## SET OF TASKS
A. In the Nutch mailing-list post below, which page of "Lucene in Action" does the quoted section 10.1 start on?
B. Extend the Nutch mailing-list thread below, picking up after its final line.

Re: NUTCH-479 "Support for OR queries" - what is this about

2007-07-09 Thread Kai_testing Middleton
Hi Andrzej:  Thanks for the thorough reply!

To round out the discussion a bit, I've done a little homework of my own, 
reading "Lucene in Action" by Otis Gospodnetic and Erik Hatcher.  In section 
10.1 Nutch: "The NPR of search engines" (page 327) it says:
"The Query Handler does some light processing of the
query and forwards the search terms to a large set of
Index Searcher machines.  The Nutch query system might
seem much simpler than Lucene's, but that's largely
because search engine users have a strong idea of what
kind of queries they like to perform.  Lucene's system
is very flexible and allows for many different kinds of
queries.  The simple-looking Nutch query is converted
into a very specific Lucene one.  This is discussed
further later.  Each Index Searcher works in parallel
and returns a ranked list of document IDs."
(see for instance 
http://www.lucenebook.com/search?query=The+query+handler+does+some+light+processing)

Some of what I'm trying to do for my particular implementation is figure out 
how detailed a searching capability I need.  I'm basically going to crawl the 
web using nutch (or heritrix, et. al.) to create a specific corpus, then index 
it with Lucene (or Xapian, et. al.) so that I can query it.  I find nutch 
convenient because it comes with Lucene built in (although, as you point out, 
"Nutch is NOT an extension of Lucene"). The queries I'll process will come from 
a perl backend so I'm considering using Solr as you mention below (also 
mentioned in NUTCH-442: Integrate Solr/Nutch, and Sami Siren's blog: 
http://blog.foofactory.fi/2007/02/online-indexing-integrating-nutch-with.html).

--Kai

- Original Message 
From: Andrzej Bialecki <[EMAIL PROTECTED]>
To: nutch-user@lucene.apache.org
Sent: Saturday, July 7, 2007 1:26:22 PM
Subject: Re: NUTCH-479 "Support for OR queries" - what is this about

Briggs wrote:
> Please keep this thread going as I am also curious to know why this
> has been 'forked'.   I am sure that most of this lies within the
> original OPIC filter but I still can't understand why straight forward
> lucene queries have not been used within the application.

## DATASET EXTRACT
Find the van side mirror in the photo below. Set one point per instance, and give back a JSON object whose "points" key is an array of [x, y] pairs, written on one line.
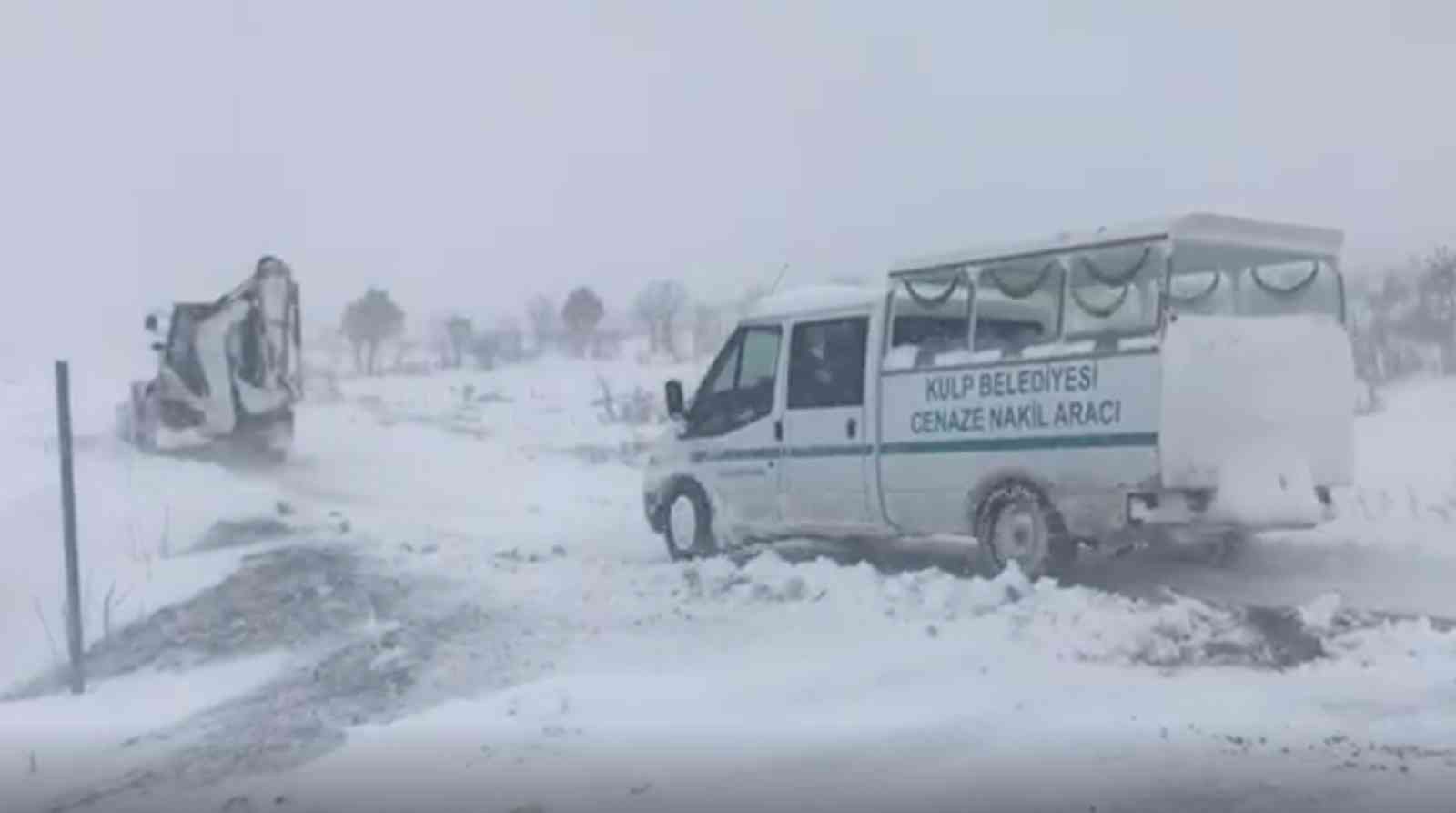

## IN RESPONSE
A. Page 327.

B.
No, this has actually almost nothing to do with the scoring filters 
(which were added much later).

The decision to use a different query syntax than the one from Lucene 
was motivated by a few reasons:

* to avoid the need to support low-level index and searcher operations, 
which the Lucene API would require us to implement.

* to keep the Nutch core largely independent of Lucene, so that it's 
possible to use Nutch with different back-end searcher implementations. 
This started to materialize only now, with the ongoing effort to use 
Solr as a possible backend.

* to limit the query syntax to those queries that provide best tradeoff 
between functionality and performance, in a large-scale search engine.


> On 7/6/07, Kai_testing Middleton <[EMAIL PROTECTED]> wrote:

>> Ok, so I guess what I don't understand is what is the "Nutch query 
>> syntax"?

Query syntax is defined in an informal way on the Help page in 
nutch.war, or here:

http://wiki.apache.org/nutch/Features

Formal syntax definition can be gleaned from 
org.apache.nutch.analysis.NutchAnalysis.jj.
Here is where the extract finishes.